TEXT BLOCK ▸

···

# Birth Control, what do you like and why?



## Sameold (Aug 11, 2011)

Okay, so baby's due in a few weeks. He's said he'll get snipped, but hasn't actually done anything in that regards and even if he did tomorrow, we'd need something else for a while anyway. I can't blame him for not wanting to (though I wish he'd say right out if that's the case) as I'm not about to undergo any surgical procedures that aren't a matter of life and death. Tell me what you like and why?


----------



## COGypsy (Aug 12, 2010)

I'm a huge fan of the Mirena IUD. It's the one that releases small amounts of progesterone as well as being an IUD. I'm on my second one. No pills, no periods, no worries!
_Posted via Mobile Device_


----------



## pidge70 (Jan 17, 2011)

My man got a vasectomy after we had our 4th child. I chickened out of the tubal.
_Posted via Mobile Device_


----------



## dearhusband (Aug 22, 2011)

Nothing works like a properly lubed rubber.
_Posted via Mobile Device_


----------



## Wantsmore (Sep 13, 2011)

20 years with the same woman. Sex for the past 18 or so and two planned children with no birth control. She didn't tolerate the pill too well so that was out too.

First time we had sex was spontaneous on the living room floor and not a condom in sight. I will never forget the look on her face when I pulled out and hit her in the forehead. I had to hold back from laughing it was classic first time having sex and gave my girlfriend an unexpected facial.

That night we picked some up. I honestly think we went only went through 2 maybe 3 boxes and she wouldn't use them again. She told me it is bare or nothing. Been like that ever since.


----------



## SepticChange (Aug 21, 2011)

I'd like to try the IUD but I was told if you're never had a child that you cannot get it. Well, that's what my mother told me LOL.

Right now I'm on the pill, norgestrel. It's not that big of a deal to me to take it at the same time everyday since I'm not a busy person so that also depends on what you do day to day. 

I was on ortho tri cyclen lo and my periods were all over the place with breakthrough bleeding, my boobs were ridiculously tender and I felt sick to my stomach. That crap had me thinking I was pregnant but I wasn't. So I switched to norgestrel and my periods are on point and I don't get them on weekends...always start on a monday. It doesn't screw with my mood and I feel great. So if you don't mind pills, try that.


----------



## PBear (Nov 16, 2010)

dearhusband said:


> Nothing works like a properly lubed rubber.
> _Posted via Mobile Device_


The only good things about condoms are that they protect from disease (as much as possible, anyway), and if the guy's a "quick draw", they can slow things down. Oh, and they make cleanup easier during that time of the month or anal...

Other than that, they suck big time, and not in a good way. They smell, they take away sensitivity big time, and they destroy spontaneity.

C
_Posted via Mobile Device_


----------



## that_girl (Jul 6, 2011)

Hubs got a V over 2 years ago. We were done after our daughter.

I never took BC ...just used condoms with bfs. I knew my body well and wouldn't sleep with anyone during ovulation week.

However, my hubs and I (newly dating) DID have sex during ovulation. I told him I had ovulated that morning, he said he'd pull out and voila....we made a baby because he forgot to pull out. Twice. LOL.

···

SUPPLIED MATERIAL ▸

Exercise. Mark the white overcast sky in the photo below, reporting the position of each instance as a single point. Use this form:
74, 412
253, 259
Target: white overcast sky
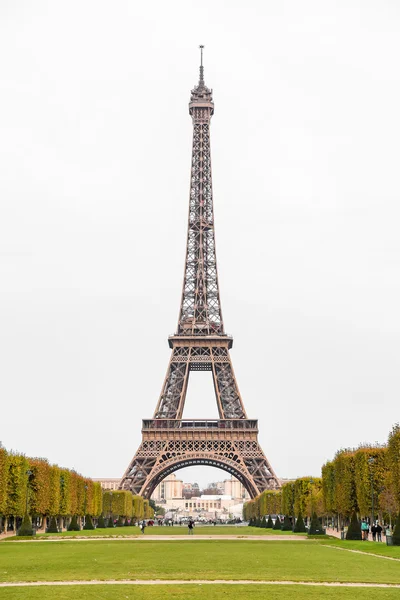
94, 176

···

LIST OF TASKS ▸
1. Decide whether each statement agrees with the birth control thread, answering yes or no and quoting the words of the thread that settle it. (a) COGypsy is using a second Mirena IUD. (b) pidge70 went through with a tubal ligation. (c) On norgestrel, SepticChange's periods always begin on a Friday.
2. Update the birth control thread between "First time we" and "day to day.", inclusive, replacing "IUD" with "copper IUD".
These lines have nothing to do with the birth control thread.

SOLUTIONS FOR EACH TASK ▸
1.
(a) Yes: "I'm on my second one."
(b) No: "I chickened out of the tubal."
(c) No: "always start on a monday."

2.
First time we had sex was spontaneous on the living room floor and not a condom in sight. I will never forget the look on her face when I pulled out and hit her in the forehead. I had to hold back from laughing it was classic first time having sex and gave my girlfriend an unexpected facial.

That night we picked some up. I honestly think we went only went through 2 maybe 3 boxes and she wouldn't use them again. She told me it is bare or nothing. Been like that ever since.


----------



## SepticChange (Aug 21, 2011)

I'd like to try the copper IUD but I was told if you're never had a child that you cannot get it. Well, that's what my mother told me LOL.

Right now I'm on the pill, norgestrel. It's not that big of a deal to me to take it at the same time everyday since I'm not a busy person so that also depends on what you do day to day.